■ EXERCISE INSTRUCTIONS ■
- a) Set down a passage from the Base node architecture article below, starting at the words "Intermediate" and ending after "vs. consensus layer)".
- b) Please take the Base node architecture article below further, picking up right after its last sentence.

## Begin PROVIDED PASSAGE

Read OSS

Base Node Architecture: How 30 Files Orchestrate an Ethereum L2

Intermediate

Prerequisites

  • Docker and Docker Compose fundamentals
  • Basic understanding of Ethereum L1/L2 architecture (execution vs. consensus layer)
  • What the OP Stack is (Optimism's rollup framework)

Base Node Architecture: How 30 Files Orchestrate an Ethereum L2

Most codebases you clone are applications. They have src/ directories, package managers, and build tools that produce a single binary. The base/node repository is none of those things. It's a deployment orchestrator — roughly 30 files that fetch, build, and wire together upstream binaries from four different repositories, across three programming languages, to produce a running Base L2 Ethereum node. Understanding this mental model is the key to navigating everything else in the repository.

This is the first article in a five-part deep dive. We'll start by mapping the entire codebase, explain the two-service architecture that underpins everything, and show how a single JSON file drives the entire build pipeline.

## End PROVIDED PASSAGE
## Begin RECORDED INFORMATION

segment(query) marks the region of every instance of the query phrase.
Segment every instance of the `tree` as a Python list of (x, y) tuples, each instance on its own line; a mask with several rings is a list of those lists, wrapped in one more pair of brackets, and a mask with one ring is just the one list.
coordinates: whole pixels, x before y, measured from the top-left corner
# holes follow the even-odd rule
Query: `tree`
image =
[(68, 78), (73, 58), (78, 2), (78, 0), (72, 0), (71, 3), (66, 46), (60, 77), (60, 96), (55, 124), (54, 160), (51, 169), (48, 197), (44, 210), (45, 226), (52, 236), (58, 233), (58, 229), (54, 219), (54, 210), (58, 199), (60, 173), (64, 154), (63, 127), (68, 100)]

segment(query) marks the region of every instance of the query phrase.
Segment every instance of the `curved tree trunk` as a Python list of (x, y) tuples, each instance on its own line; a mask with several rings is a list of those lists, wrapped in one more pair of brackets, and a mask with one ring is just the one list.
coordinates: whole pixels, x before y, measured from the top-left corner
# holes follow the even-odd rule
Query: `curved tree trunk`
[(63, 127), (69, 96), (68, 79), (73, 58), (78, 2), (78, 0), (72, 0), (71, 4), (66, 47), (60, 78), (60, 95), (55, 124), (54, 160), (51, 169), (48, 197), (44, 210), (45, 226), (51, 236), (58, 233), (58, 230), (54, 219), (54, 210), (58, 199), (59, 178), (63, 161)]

## End RECORDED INFORMATION
## Begin RECORDED INFORMATION

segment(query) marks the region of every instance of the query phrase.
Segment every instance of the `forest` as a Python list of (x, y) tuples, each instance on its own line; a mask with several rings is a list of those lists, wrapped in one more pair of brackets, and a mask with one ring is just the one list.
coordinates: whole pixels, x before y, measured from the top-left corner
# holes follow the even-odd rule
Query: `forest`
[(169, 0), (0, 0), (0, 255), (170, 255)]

## End RECORDED INFORMATION

■ RESULTS OF THE EXERCISE ■
- a)
Intermediate

Prerequisites

  • Docker and Docker Compose fundamentals
  • Basic understanding of Ethereum L1/L2 architecture (execution vs. consensus layer)

- b)
What This Repository Actually Is

If you git clone this repository expecting to find blockchain consensus logic or EVM execution code, you'll be confused. There's no main() in the critical path. Instead, base/node is an opinionated composition layer that:

  1. Pins exact versions of four upstream dependencies (Reth, Geth, Nethermind, and op-node) in a single JSON file
  2. Builds them from source inside Docker multi-stage builds, verifying commit hashes to prevent supply chain attacks
  3. Wires them together with entrypoint scripts that handle service discovery, JWT authentication, and feature flag toggling
  4. Orchestrates startup via Docker Compose, ensuring the execution client is ready before the consensus client connects
flowchart LR
    subgraph "base/node repository"
        DC[docker-compose.yml]
        VJ[versions.json]
        EP[Entrypoint Scripts]
        DF[Dockerfiles]
    end
    subgraph "Upstream Repos"
        R[base/base<br/>Reth + base-consensus]
        G[ethereum-optimism/op-geth]
        N[NethermindEth/nethermind]
        O[ethereum-optimism/optimism<br/>op-node]
    end
    VJ -->|pins versions| DF
    DF -->|clones & builds| R
    DF -->|clones & builds| G
    DF -->|clones & builds| N
    DF -->|clones & builds| O
    DC -->|orchestrates| EP

The result is a single docker compose up command that produces a syncing Base node — regardless of which execution client you choose.

Directory Structure and File Roles

With only ~30 files, there's no deep directory tree to get lost in. But those files serve distinct roles that map to different stages of the build-and-run pipeline.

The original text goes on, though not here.